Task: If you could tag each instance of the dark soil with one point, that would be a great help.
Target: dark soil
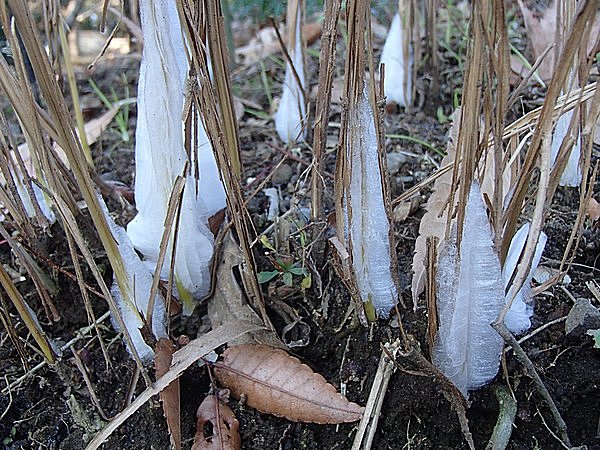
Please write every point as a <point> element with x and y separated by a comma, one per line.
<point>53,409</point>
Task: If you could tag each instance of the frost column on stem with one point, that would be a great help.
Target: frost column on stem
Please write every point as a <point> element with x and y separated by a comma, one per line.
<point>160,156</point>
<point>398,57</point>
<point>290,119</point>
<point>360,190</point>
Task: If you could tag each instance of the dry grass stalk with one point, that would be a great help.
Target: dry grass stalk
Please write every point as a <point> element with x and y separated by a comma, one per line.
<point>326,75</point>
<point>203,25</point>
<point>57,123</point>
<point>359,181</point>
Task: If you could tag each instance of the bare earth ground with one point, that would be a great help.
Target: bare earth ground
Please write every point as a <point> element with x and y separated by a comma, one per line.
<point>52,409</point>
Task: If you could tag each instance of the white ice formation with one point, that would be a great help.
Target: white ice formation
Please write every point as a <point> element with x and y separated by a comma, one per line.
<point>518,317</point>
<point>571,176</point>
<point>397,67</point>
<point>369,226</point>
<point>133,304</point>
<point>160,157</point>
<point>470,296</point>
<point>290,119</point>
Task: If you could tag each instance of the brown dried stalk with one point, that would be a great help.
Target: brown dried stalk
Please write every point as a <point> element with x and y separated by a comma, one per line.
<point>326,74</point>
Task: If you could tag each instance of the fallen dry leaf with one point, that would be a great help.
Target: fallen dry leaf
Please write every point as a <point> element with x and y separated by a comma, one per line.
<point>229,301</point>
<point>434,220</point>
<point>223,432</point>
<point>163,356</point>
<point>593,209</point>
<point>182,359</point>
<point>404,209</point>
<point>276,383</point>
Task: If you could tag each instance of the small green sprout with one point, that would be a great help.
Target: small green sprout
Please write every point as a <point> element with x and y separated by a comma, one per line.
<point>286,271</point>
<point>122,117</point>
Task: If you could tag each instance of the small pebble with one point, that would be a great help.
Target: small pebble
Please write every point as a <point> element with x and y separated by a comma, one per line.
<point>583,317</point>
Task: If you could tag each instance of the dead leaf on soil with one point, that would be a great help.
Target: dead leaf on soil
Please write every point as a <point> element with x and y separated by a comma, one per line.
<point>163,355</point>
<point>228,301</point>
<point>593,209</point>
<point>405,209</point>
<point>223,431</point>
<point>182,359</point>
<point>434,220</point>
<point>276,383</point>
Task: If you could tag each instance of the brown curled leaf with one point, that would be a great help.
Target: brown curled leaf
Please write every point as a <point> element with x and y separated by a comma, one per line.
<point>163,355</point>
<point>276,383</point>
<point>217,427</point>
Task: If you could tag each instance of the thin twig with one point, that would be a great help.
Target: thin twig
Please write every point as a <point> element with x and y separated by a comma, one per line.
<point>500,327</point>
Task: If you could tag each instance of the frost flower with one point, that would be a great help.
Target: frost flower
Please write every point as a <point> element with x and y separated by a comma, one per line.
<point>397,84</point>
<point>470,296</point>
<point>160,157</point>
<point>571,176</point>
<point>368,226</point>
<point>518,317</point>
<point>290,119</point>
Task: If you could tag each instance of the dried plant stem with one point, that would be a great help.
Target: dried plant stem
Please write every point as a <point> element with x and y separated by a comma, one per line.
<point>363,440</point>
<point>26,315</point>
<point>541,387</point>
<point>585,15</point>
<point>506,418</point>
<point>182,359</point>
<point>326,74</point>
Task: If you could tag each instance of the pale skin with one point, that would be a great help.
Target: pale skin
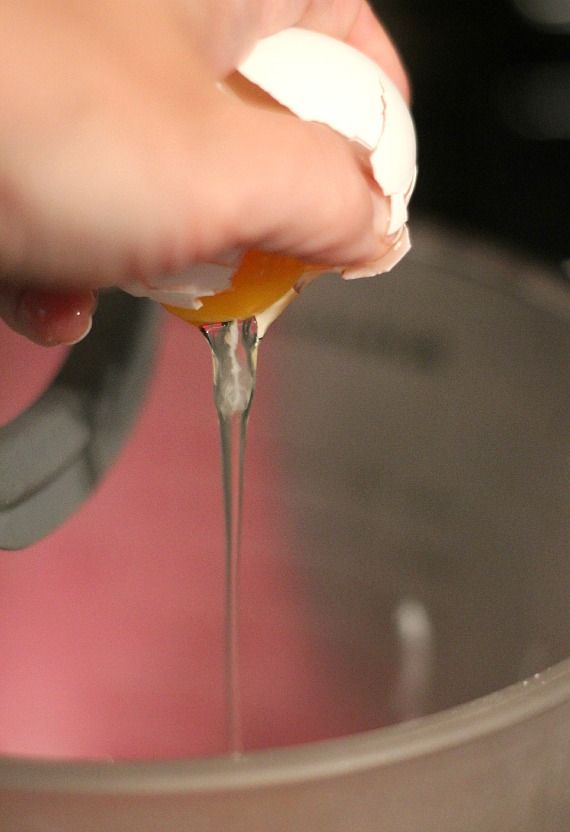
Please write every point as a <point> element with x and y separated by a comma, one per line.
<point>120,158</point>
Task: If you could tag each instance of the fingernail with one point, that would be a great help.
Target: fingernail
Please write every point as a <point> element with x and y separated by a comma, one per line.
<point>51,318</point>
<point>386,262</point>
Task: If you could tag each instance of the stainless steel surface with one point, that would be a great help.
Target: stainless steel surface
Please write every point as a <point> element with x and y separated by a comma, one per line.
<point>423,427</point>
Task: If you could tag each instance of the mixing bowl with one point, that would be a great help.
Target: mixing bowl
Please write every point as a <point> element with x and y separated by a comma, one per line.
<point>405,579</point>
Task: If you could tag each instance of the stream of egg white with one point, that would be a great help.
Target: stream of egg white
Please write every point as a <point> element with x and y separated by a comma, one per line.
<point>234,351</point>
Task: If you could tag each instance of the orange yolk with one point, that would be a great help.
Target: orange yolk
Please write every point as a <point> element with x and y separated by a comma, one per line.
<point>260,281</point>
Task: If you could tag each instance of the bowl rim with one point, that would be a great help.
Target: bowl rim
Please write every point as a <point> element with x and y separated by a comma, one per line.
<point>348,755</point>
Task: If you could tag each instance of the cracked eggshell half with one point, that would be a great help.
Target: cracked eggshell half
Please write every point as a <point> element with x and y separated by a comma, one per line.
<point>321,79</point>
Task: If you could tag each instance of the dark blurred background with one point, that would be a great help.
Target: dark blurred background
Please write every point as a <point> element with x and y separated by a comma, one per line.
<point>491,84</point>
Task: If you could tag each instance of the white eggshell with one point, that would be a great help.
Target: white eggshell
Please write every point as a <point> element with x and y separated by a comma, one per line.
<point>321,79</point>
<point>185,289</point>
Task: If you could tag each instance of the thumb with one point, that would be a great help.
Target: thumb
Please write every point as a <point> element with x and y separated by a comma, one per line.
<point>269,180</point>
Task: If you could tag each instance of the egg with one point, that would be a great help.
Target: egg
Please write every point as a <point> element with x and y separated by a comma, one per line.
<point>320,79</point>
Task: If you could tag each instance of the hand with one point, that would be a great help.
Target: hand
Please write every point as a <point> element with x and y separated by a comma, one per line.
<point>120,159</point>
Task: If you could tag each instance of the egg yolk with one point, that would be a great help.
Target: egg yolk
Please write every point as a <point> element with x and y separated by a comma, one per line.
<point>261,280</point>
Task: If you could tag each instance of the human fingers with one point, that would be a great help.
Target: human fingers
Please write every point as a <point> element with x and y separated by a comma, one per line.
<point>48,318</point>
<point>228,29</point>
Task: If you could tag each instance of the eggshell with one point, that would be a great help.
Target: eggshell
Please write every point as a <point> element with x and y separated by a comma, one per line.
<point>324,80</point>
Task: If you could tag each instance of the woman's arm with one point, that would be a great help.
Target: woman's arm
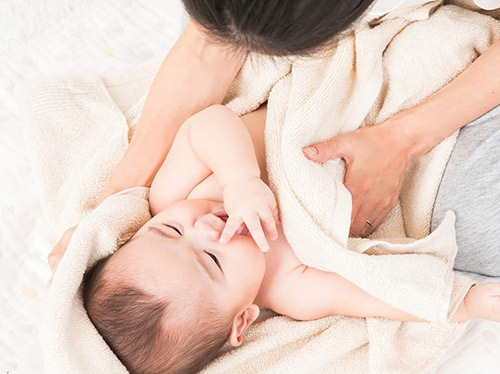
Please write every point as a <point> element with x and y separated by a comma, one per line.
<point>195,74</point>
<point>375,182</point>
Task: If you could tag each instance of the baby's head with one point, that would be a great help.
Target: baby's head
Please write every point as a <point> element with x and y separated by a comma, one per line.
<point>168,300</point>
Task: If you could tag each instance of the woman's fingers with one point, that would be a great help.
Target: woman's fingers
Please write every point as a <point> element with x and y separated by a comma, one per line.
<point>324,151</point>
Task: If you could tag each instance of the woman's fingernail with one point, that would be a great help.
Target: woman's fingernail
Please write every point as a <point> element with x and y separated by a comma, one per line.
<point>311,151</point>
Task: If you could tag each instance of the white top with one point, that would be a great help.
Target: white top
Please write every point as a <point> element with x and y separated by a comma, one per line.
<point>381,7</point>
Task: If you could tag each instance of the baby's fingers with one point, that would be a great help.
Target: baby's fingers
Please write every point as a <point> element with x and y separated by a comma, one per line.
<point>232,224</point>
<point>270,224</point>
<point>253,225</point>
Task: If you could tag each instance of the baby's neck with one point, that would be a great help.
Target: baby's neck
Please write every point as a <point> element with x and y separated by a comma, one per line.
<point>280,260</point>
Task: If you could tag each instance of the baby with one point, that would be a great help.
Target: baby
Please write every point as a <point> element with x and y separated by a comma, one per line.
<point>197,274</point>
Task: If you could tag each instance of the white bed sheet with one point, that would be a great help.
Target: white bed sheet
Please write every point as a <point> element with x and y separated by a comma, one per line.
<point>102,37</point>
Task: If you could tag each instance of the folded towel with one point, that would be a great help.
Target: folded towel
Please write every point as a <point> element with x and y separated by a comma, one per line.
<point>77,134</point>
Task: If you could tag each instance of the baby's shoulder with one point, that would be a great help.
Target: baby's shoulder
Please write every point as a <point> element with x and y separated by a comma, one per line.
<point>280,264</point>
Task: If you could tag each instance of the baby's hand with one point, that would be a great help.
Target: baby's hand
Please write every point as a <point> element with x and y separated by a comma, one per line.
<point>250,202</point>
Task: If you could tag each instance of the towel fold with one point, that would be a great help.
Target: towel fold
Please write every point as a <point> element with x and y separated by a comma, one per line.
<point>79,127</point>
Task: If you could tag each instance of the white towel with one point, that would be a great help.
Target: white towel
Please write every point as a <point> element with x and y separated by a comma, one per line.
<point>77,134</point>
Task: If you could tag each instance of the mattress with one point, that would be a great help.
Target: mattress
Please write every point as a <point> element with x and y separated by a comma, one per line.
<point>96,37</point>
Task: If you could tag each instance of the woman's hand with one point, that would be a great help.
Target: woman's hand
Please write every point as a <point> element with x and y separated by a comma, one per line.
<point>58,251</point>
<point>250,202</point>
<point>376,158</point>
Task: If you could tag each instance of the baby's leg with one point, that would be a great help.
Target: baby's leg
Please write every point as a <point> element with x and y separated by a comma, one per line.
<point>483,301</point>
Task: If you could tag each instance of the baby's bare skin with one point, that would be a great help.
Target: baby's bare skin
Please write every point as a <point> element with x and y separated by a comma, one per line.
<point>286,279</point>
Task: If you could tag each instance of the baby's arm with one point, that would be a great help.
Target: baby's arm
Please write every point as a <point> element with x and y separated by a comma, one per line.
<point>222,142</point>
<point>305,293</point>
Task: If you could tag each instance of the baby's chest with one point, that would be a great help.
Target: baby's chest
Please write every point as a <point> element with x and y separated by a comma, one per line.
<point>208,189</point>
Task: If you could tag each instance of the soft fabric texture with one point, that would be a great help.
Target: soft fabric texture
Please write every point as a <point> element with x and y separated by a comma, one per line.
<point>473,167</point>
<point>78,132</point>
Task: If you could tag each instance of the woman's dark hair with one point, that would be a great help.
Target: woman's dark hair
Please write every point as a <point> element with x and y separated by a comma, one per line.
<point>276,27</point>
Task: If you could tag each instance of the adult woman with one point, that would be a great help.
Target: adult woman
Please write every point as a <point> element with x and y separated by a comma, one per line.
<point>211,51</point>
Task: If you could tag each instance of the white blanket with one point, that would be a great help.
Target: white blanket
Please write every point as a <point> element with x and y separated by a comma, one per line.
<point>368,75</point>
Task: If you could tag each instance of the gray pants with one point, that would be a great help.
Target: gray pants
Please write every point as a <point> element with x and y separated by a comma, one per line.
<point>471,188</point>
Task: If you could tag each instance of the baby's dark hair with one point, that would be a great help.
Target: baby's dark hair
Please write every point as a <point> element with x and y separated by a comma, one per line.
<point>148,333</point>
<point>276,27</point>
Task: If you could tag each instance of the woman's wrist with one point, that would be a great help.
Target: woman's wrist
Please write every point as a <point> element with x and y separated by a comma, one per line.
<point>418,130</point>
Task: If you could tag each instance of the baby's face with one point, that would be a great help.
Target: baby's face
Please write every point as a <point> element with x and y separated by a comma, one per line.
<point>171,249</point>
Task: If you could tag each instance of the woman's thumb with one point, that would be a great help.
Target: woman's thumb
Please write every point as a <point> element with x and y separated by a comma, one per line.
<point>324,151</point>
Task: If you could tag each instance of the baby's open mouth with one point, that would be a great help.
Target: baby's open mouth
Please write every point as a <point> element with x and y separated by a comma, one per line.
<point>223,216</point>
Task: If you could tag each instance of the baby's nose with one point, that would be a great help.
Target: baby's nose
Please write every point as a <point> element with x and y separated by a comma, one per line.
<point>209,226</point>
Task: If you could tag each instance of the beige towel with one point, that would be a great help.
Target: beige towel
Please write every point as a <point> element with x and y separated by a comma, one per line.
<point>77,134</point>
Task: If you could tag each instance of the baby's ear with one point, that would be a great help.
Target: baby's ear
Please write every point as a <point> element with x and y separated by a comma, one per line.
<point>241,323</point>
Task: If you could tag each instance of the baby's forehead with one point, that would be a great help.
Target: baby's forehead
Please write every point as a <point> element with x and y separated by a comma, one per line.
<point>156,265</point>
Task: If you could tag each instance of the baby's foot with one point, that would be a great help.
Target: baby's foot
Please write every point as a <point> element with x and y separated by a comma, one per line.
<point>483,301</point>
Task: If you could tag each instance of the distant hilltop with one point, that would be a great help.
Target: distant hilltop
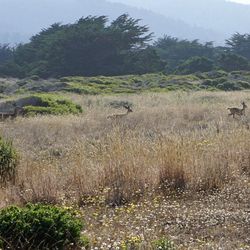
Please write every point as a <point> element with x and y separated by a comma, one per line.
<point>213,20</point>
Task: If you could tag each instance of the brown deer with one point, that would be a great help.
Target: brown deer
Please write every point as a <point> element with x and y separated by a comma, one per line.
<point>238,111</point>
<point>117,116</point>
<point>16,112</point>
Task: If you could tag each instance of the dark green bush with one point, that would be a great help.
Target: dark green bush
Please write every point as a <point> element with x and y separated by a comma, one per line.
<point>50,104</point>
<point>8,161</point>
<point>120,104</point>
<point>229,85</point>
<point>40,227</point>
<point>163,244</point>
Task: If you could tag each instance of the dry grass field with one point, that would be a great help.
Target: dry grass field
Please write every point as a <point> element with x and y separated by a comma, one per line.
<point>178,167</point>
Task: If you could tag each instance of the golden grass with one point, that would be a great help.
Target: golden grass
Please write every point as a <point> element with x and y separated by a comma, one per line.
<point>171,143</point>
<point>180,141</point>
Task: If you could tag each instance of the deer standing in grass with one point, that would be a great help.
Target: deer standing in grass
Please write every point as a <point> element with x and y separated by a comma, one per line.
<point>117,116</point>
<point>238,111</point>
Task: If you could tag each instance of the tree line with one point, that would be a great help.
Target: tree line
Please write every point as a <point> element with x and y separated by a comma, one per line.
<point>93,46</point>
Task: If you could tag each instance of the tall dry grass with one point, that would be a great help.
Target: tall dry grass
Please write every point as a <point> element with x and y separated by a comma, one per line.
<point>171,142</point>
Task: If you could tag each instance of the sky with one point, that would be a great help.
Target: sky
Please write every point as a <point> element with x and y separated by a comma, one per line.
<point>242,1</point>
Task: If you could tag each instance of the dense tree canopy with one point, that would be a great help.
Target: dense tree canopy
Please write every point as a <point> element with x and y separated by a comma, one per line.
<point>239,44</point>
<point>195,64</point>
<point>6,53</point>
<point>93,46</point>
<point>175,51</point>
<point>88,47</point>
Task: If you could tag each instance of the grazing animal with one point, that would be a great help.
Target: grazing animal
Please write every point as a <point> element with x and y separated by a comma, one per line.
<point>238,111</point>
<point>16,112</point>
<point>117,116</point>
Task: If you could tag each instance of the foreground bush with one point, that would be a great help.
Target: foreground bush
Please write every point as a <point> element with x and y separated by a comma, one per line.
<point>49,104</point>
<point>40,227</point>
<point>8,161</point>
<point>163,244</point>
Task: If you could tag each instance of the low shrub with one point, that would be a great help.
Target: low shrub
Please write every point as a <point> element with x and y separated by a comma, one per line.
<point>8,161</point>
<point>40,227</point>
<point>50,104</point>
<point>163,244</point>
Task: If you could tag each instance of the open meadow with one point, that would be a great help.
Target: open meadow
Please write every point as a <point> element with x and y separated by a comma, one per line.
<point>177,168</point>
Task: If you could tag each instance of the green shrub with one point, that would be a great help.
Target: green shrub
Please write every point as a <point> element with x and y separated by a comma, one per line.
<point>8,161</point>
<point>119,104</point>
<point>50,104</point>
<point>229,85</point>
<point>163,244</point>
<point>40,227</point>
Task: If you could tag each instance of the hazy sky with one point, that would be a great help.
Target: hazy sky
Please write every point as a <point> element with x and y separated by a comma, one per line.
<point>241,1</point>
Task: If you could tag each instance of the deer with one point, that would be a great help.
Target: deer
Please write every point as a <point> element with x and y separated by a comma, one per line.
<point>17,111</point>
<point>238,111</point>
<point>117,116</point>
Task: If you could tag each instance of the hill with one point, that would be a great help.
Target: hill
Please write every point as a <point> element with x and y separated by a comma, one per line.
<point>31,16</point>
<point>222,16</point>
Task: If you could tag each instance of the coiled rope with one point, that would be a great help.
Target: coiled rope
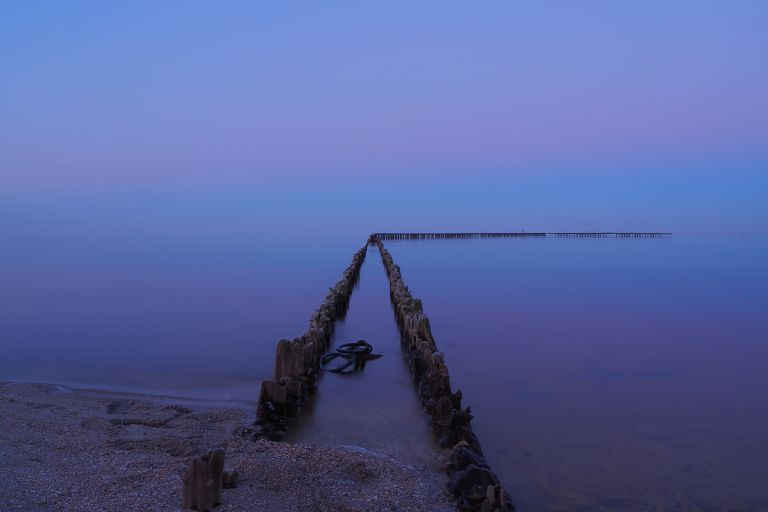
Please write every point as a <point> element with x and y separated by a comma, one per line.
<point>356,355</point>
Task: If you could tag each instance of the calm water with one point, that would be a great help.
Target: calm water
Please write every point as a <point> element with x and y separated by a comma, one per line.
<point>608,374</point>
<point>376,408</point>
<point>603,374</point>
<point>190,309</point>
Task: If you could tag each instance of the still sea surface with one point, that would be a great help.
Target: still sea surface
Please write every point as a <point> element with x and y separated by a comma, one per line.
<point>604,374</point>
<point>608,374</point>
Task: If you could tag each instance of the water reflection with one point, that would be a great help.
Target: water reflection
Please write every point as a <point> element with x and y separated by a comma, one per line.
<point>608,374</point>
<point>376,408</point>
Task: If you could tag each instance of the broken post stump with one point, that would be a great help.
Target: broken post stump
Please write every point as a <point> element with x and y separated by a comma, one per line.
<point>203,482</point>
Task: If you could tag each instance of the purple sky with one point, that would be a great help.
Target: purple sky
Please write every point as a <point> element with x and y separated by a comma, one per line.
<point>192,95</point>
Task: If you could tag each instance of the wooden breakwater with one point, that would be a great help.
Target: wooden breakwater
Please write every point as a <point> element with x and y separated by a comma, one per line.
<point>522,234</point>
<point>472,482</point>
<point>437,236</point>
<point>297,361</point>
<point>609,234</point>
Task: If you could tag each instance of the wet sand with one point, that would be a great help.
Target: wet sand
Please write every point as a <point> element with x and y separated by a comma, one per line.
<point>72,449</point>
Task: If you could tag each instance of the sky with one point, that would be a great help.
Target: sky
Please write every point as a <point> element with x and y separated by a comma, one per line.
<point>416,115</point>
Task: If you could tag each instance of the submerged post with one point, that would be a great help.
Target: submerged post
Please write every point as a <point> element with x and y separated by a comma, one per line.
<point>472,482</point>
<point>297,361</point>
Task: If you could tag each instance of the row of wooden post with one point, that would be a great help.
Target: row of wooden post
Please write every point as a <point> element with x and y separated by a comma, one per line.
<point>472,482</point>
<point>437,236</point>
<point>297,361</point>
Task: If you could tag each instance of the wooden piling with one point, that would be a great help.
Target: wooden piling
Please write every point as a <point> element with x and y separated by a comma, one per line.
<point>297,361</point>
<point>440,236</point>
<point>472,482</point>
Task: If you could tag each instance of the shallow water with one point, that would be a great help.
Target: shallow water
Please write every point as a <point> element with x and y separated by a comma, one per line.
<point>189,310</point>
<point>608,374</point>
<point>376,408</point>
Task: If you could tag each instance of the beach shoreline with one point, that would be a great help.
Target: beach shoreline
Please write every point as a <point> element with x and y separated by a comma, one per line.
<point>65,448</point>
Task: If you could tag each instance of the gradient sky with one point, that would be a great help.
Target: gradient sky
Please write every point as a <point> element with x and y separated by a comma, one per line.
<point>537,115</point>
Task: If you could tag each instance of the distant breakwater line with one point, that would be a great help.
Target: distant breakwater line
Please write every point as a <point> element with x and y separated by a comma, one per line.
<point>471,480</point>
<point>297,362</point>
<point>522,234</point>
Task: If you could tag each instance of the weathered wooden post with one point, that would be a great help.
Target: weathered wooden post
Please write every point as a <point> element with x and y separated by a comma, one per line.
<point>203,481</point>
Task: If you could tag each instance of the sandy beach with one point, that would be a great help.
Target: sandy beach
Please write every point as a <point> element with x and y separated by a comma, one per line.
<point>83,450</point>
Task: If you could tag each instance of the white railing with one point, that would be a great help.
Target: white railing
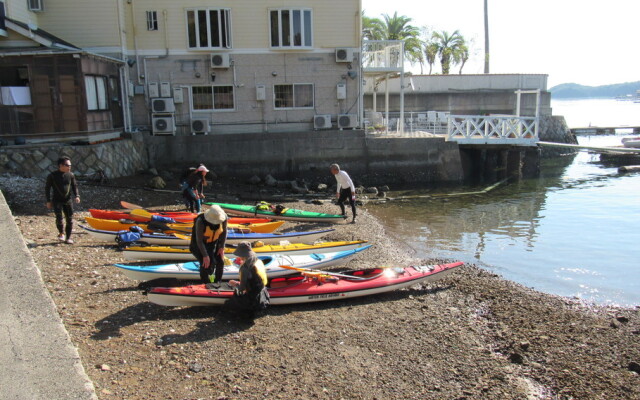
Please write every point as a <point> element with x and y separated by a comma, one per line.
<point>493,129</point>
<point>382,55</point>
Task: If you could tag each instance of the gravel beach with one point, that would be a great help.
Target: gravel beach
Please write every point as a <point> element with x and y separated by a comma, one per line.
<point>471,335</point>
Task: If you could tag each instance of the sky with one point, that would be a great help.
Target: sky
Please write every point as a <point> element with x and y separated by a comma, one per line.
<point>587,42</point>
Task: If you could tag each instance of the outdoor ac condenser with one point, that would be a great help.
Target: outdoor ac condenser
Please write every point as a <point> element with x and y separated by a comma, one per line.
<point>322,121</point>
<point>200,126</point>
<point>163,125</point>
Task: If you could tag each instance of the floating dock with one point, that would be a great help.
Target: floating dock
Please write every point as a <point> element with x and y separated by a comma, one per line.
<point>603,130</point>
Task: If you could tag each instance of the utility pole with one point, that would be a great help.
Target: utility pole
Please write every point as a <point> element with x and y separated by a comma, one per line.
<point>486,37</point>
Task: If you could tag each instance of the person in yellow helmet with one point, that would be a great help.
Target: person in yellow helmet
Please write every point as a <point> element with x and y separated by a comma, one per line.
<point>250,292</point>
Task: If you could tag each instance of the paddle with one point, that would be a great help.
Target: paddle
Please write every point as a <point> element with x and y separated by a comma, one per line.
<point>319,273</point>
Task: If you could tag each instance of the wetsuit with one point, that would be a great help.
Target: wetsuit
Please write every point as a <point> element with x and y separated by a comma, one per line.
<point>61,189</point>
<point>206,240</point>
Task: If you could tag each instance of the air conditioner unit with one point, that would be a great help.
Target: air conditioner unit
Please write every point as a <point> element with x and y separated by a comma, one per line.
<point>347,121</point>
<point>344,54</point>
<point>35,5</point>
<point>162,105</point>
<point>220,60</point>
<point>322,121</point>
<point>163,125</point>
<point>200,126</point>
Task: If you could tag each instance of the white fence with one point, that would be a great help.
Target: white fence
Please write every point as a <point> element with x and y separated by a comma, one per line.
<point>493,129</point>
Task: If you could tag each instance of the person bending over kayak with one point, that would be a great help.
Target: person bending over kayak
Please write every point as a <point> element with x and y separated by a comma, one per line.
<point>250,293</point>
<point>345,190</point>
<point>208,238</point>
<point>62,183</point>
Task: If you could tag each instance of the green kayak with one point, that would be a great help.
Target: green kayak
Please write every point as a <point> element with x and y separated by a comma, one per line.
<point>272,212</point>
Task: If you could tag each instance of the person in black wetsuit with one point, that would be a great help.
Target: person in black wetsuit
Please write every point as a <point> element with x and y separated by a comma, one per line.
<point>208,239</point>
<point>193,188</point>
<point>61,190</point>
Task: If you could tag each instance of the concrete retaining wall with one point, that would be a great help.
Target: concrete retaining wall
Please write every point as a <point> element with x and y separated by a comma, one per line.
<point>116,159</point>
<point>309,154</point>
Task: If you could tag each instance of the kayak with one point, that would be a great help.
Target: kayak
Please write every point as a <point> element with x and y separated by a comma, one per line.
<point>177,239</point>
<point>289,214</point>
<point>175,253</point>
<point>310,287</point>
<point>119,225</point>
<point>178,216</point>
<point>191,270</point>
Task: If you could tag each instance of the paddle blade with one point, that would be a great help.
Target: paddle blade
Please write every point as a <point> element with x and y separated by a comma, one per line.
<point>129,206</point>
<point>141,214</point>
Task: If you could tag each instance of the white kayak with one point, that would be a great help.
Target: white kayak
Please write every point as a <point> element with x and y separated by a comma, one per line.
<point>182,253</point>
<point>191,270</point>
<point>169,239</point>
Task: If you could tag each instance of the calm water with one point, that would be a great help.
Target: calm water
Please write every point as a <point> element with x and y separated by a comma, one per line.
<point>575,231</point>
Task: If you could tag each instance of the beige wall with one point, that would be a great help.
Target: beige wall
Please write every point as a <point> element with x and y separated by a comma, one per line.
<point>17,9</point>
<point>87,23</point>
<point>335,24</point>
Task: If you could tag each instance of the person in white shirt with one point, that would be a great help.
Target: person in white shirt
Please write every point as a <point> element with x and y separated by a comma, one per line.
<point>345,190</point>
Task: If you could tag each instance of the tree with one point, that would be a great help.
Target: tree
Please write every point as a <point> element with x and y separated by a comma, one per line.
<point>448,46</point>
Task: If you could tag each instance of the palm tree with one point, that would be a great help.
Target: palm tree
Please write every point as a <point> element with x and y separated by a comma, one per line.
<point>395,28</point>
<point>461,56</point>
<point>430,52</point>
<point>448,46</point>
= = = = =
* _AIM OF THE EXERCISE_
From the first line above through the line containing "Target: bare earth ground", copy everything exactly, without the pictures.

* _WRITTEN ANSWER_
Task: If you could tag each instance of the dark soil with one point, that would be a great help.
Target: dark soil
Please write every point as a <point> element with x and y separated by a comma, one per line.
<point>53,409</point>
Task: If you could tag each instance of the frost column on stem with one point, that would be a great help.
Target: frost column on stem
Please write every point as a <point> element with x and y separated by a comma, one per line.
<point>160,156</point>
<point>398,57</point>
<point>290,119</point>
<point>360,190</point>
Task: If you could tag each instance of the dry grass stalk with one point, that would be a great help.
Target: dry grass stalk
Please write every point as a <point> element with x and y separated by a comma, one per line.
<point>326,75</point>
<point>203,25</point>
<point>57,123</point>
<point>359,181</point>
Task: If you could tag each instance of the bare earth ground with one point, that would be a great help.
Target: bare earth ground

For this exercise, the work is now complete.